■ **What you will do**:
**a.** From the remembrance of Aunt Shirley, copy word for word the stretch from "Like with other" through "from her family.".
**b.** Pick up the remembrance of Aunt Shirley after its last sentence and keep writing it.
--- Extract provided Enclosed Below ---
Archive | August 2012

Remembering Aunt Shirley

On a warm morning in July, the call came. My cousin, Delbert, had called to let us know his mom had passed away.

Like with other families and extended families dealing with the uncertainty of Alzheimer’s disease, we knew this day would come. Aunt Shirley had battled dementia and Alzheimer’s. Now, her battle over, she was free. Free of the ravages of Alzheimer’s; how it stole her memory and how it stole Shirley away from her family.

A celebration honoring Shirley’s life was to be held on a Saturday in August. Followed by a luncheon.

While making plans to attend the memorial service I thought of the many times our families had been together. Great family times, with a great family. Warm, friendly, FUN, humorous and supportive. Love encircled each of us. The vast amount of love came from Aunt Shirley and Mom. Sure our respective dads loved us…. but love was in everything these women did…. the hugs, smiles, cooking, laughs and discipline. All of it let us kids know we were deeply loved and oh-so-cared for.

Whenever we had the chance to get together with their family there was great anticipation of seeing our “cousins” again. “Cousins” because actually our dads were the cousins. Considering that we were second and third cousins, however this technically works out, we were family. We had no other relatives in our area so when this family moved within 50 miles of us we were elated. We had COUSINS nearby.
--- End of Enclosed Extract provided ---
--- Dataset extract Enclosed Below ---
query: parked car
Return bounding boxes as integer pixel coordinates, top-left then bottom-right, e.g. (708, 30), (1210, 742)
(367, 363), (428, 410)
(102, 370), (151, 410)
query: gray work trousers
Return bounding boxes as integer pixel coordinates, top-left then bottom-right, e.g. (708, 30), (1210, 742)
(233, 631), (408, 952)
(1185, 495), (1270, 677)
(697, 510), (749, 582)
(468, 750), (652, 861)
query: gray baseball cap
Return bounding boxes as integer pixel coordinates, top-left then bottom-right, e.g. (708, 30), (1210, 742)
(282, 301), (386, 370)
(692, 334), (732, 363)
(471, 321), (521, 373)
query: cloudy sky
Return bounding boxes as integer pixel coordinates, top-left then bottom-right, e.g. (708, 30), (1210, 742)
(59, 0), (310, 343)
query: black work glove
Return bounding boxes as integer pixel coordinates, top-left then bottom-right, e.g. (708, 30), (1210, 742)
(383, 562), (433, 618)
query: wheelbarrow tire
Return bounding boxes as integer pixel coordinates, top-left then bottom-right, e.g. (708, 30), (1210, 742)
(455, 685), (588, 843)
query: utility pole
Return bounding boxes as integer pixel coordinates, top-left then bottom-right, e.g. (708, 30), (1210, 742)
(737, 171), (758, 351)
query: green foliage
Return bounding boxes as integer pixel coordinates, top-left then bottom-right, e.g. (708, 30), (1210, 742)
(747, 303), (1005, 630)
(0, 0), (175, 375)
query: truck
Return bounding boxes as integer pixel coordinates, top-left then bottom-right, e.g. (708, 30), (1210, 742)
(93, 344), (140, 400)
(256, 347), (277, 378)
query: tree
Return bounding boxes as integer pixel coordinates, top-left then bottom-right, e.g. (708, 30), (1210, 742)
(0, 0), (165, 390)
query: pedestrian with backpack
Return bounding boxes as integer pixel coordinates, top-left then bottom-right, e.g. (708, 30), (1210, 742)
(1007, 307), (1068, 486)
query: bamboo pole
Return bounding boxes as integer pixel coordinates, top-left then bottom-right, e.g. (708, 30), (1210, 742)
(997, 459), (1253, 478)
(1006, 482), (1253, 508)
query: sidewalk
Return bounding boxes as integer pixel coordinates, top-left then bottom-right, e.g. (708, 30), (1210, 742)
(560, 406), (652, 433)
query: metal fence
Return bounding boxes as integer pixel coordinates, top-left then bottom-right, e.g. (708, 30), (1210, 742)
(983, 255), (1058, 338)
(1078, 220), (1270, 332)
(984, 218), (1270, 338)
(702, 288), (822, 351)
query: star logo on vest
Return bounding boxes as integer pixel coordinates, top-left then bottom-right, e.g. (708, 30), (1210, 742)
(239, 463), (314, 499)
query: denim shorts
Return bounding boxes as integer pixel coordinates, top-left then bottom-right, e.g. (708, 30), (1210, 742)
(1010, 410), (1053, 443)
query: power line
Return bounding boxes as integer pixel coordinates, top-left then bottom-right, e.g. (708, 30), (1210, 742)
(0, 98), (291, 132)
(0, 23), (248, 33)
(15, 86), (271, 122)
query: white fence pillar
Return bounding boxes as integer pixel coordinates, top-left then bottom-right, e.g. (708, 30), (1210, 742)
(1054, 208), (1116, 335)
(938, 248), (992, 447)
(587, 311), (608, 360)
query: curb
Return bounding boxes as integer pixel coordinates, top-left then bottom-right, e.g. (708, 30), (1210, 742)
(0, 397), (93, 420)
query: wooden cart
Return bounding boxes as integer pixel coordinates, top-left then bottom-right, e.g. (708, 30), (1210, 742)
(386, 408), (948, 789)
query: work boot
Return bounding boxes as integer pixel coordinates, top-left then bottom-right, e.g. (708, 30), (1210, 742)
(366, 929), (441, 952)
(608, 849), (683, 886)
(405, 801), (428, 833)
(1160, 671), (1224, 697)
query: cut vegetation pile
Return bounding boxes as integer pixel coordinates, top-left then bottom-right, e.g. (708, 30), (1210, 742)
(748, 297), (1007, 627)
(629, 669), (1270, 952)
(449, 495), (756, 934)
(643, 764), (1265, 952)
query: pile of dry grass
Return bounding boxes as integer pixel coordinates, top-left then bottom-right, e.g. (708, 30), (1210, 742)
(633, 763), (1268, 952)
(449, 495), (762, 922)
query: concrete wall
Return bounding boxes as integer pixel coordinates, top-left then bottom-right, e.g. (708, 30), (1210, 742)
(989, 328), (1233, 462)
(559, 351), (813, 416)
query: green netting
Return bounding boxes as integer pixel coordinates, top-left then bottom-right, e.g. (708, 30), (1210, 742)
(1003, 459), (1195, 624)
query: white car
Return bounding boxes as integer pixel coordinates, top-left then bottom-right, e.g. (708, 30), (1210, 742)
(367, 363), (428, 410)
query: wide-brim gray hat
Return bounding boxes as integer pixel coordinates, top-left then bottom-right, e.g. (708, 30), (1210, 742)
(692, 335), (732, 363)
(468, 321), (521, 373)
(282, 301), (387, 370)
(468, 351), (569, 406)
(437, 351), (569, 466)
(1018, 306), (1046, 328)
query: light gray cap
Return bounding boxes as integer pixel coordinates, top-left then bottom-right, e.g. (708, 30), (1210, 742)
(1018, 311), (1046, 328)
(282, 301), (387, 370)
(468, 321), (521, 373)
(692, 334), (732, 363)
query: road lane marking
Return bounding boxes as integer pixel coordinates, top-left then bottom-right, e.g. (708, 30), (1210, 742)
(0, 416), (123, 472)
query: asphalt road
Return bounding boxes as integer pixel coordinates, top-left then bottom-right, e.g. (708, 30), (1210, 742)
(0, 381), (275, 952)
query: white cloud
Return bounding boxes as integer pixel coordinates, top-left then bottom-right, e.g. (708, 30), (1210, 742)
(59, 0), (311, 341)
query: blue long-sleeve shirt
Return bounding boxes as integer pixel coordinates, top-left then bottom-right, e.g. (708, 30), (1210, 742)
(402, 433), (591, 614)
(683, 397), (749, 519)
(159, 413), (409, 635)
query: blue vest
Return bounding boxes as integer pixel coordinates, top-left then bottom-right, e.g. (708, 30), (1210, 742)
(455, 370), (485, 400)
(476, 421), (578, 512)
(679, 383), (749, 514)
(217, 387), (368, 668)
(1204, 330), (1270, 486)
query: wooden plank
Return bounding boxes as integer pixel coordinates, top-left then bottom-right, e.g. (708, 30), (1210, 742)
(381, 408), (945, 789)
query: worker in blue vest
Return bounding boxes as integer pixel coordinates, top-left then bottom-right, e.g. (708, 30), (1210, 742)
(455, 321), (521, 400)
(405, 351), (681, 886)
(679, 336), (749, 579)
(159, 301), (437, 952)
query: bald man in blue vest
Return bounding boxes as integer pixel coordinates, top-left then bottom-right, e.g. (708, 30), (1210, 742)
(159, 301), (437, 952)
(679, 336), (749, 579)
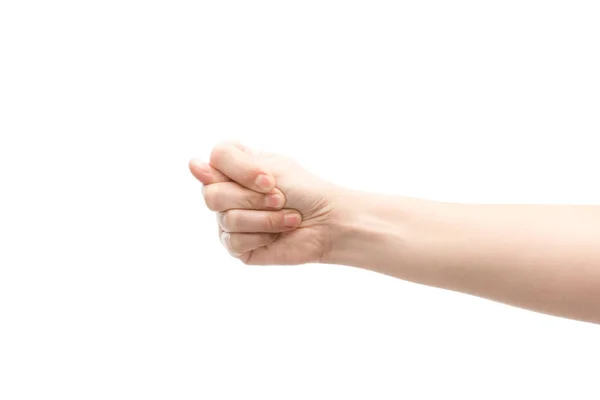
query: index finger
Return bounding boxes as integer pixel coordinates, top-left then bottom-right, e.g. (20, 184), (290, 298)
(210, 142), (275, 193)
(189, 158), (231, 185)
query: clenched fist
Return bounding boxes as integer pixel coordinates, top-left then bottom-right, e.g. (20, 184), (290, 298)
(190, 143), (344, 265)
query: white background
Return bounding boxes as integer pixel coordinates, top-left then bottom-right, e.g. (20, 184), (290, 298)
(0, 0), (600, 400)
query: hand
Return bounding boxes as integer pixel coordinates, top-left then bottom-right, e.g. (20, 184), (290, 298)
(190, 143), (339, 265)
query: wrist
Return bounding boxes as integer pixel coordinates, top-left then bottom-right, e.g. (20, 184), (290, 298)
(321, 189), (407, 269)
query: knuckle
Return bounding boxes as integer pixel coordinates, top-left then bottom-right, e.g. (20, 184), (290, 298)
(266, 214), (278, 231)
(240, 195), (257, 209)
(245, 166), (262, 184)
(204, 186), (221, 211)
(210, 142), (229, 163)
(221, 210), (240, 231)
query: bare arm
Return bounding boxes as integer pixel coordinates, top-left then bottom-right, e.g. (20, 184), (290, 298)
(323, 191), (600, 323)
(190, 143), (600, 323)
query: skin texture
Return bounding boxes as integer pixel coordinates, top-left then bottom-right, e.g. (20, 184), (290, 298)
(190, 143), (600, 323)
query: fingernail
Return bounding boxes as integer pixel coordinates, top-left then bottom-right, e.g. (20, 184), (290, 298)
(192, 158), (208, 172)
(254, 174), (275, 192)
(265, 193), (283, 208)
(283, 214), (301, 228)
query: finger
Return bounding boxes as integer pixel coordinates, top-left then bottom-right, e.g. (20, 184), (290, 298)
(203, 182), (285, 212)
(231, 141), (254, 156)
(220, 230), (278, 253)
(210, 143), (275, 193)
(189, 158), (231, 185)
(217, 209), (302, 233)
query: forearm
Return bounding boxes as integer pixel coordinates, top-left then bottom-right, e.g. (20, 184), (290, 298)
(327, 192), (600, 323)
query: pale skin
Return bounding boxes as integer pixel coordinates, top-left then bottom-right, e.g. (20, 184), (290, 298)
(190, 142), (600, 323)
--- End of Enclosed Dataset extract ---
■ **Outputs in order**:
**a.**
Like with other families and extended families dealing with the uncertainty of Alzheimer’s disease, we knew this day would come. Aunt Shirley had battled dementia and Alzheimer’s. Now, her battle over, she was free. Free of the ravages of Alzheimer’s; how it stole her memory and how it stole Shirley away from her family.

**b.**
Remembering all the fun times we had when our families were together and the wonderful food our moms fixed for us compelled me to make something to take to the luncheon. I instantly knew what I would take. A cake…. but oh, not just any cake. “Cheap Cake.” Some recipes call it “Economical Cake,” “Wacky Cake,” “Crazy Cake,” or “Depression Cake.” In our collective family it was called “Cheap Cake” because is was economical and “cheap” was faster to say. ­čÖé

I made a “Cheap Cake” using the same recipe that Mom had gotten from Aunt Shirley. I had never had that wonderfully dark chocolate cake before knowing Aunt Shirley. Now, I can never see a recipe for it, mix one up and bake it, or eat a decadent slice of it without thinking of her. She and Mom put together some fabulous meals for our families. And trust me, each of us loved to eat. A total of six growing boys and me, along with our dads and themselves to feed, those two women were busy.

Thankfully, they were great cooks too.

Just as they were great cooks, they were even better Moms.

Moms who loved their children with all their heart and soul. Each of them happy, strong, intelligent women. They wanted good things for their children and expected good from them in return. We knew we were loved.

Each time I make or eat a slice of “Cheap Cake” I will always remember Aunt Shirley. Her love for her family and her love of life.

Thank you and rest well, Aunt Shirley.

Recipe for “Cheap Cake”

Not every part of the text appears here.